Surplus at Risk - Jorion Handbook

notjusttp

New Member
Hi David,

I have a doubt in the way this question has been solved in Jorion Handbook. Request your help on this

6. Company XYZ's pension fund has liabilities of USD 100 million and assets of USD 120 million. The annual growth of the liabilities has an expected value of 5% with 3% volatility. The annual return of the assets has an expected value of 8% with 12% volatility. The correlation between asset return and liability growth is 0.3. What is the 95% surplus-at-risk?

Solution
The expected surplus growth is -100 * 0.05 + 120 * 0.08 = USD 4.6 million. The variance of surplus growth is -100^2 * 0.03^2 + 120^2 * 0.12^2 + 2 * 100 * 120 * 0.3 * 0.03 * 0.12 = USD 190.44 million, and the standard deviation is USD 13.8 million. Therefore, the 95% surplus-at-risk is -1 * (4.6 - 1.645 * 13.8) = USD 18.1 million.

MY DOUBT

I could not quite understand why Surplus is taken just as USD 4.6 Million. It should be actually (Assets - Liabilities) at the end of the year which should be which should be ( 129.6 - 105).

Also i did not get the calculation as to how do we get USD 18.1 Million by this calculation -1 * (4.6 - 1.645 * 13.8) = USD 18.1 million.

Thanks & Rgds
Amit
 

David Harper CFA FRM

David Harper CFA FRM
Subscriber
Hi Amit,

Your doubt is justified, this question is inconsistent with GARP's other given approach. Can you please provide the page number, I cannot find it? I have been telling GARP to standardize on a SaR method for two years b/c it the variations give confusion so I'd like to point to this example specifically ... ) Actually, the problem is compounded, as this one of two SaR variations which is further different from the SaR in Jorion's book! So there are three SaR approaches floating around the FRM)

▶ _PROVIDED MATERIAL_
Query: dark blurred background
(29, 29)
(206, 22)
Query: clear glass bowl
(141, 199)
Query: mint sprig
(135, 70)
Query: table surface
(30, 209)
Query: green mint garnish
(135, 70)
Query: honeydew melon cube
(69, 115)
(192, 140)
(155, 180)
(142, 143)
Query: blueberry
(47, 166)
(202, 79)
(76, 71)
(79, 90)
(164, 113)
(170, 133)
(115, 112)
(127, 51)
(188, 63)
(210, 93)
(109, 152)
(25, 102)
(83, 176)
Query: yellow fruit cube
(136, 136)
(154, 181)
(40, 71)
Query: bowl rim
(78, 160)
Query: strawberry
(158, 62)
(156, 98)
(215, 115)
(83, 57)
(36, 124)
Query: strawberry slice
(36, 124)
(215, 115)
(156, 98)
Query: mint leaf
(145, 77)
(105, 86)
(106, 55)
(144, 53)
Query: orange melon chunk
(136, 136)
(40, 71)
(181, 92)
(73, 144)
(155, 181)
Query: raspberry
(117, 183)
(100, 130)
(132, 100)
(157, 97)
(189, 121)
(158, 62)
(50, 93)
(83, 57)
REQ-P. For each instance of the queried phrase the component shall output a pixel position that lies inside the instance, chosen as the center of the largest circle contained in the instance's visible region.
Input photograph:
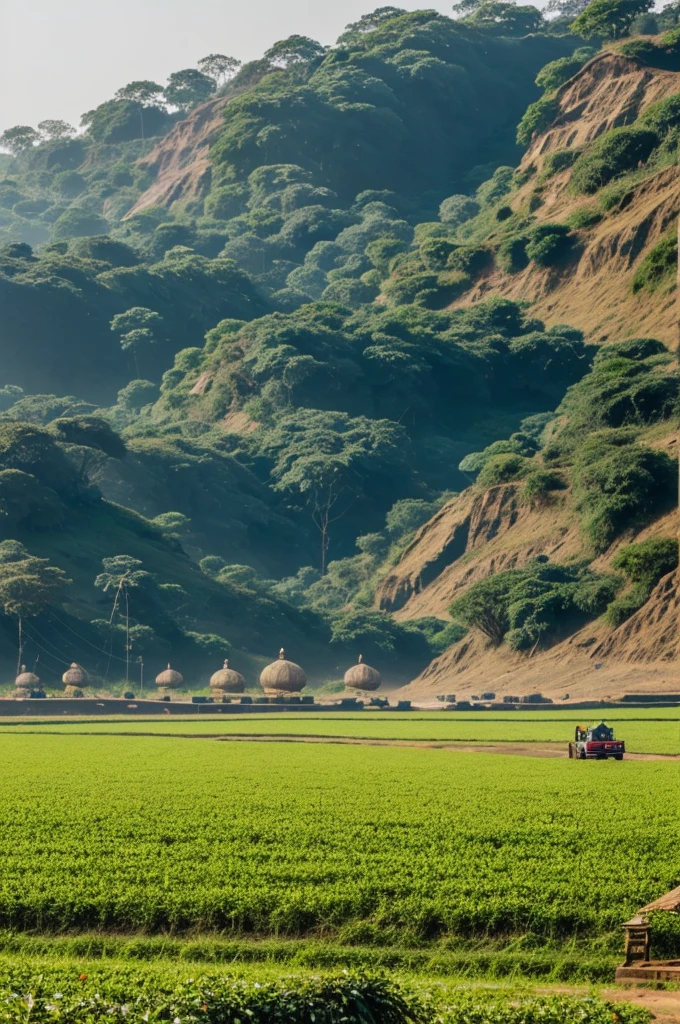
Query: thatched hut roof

▶ _WHAT YOU SHOULD DO_
Carry on the surplus-at-risk forum thread from the point where it stops. The items are separate material and are not part of the surplus-at-risk forum thread.

▶ _THE RESPONSE_
I entered in the XLS, please see: http://sheet.zoho.com/public/btzoho/oct3-sar
related practice question here: http://forum.bionicturtle.com/viewthread/1424/

so, if we follow the method used elsewhere by GARP, you are exactly correct:
expected surplus = 24.6 (i.e., 129.6 - 105)
and SaR = -24.6 + (13.8 * 1.645) = -$1.9

they are showing the SaR relative from the initial position, so you see, this is definitional; i.e.,

SaR (relative to zero; where VaR represents the pension is underfunded; i.e., an "absolute SaR") = -$1.9 MM
SaR (relative to the expected future position of the surpllus; i.e., a "relative SaR") = $13.8 * 1.645 = $22.7
SaR (relate to the intial surplus position; what they showed here...)

Thanks, David..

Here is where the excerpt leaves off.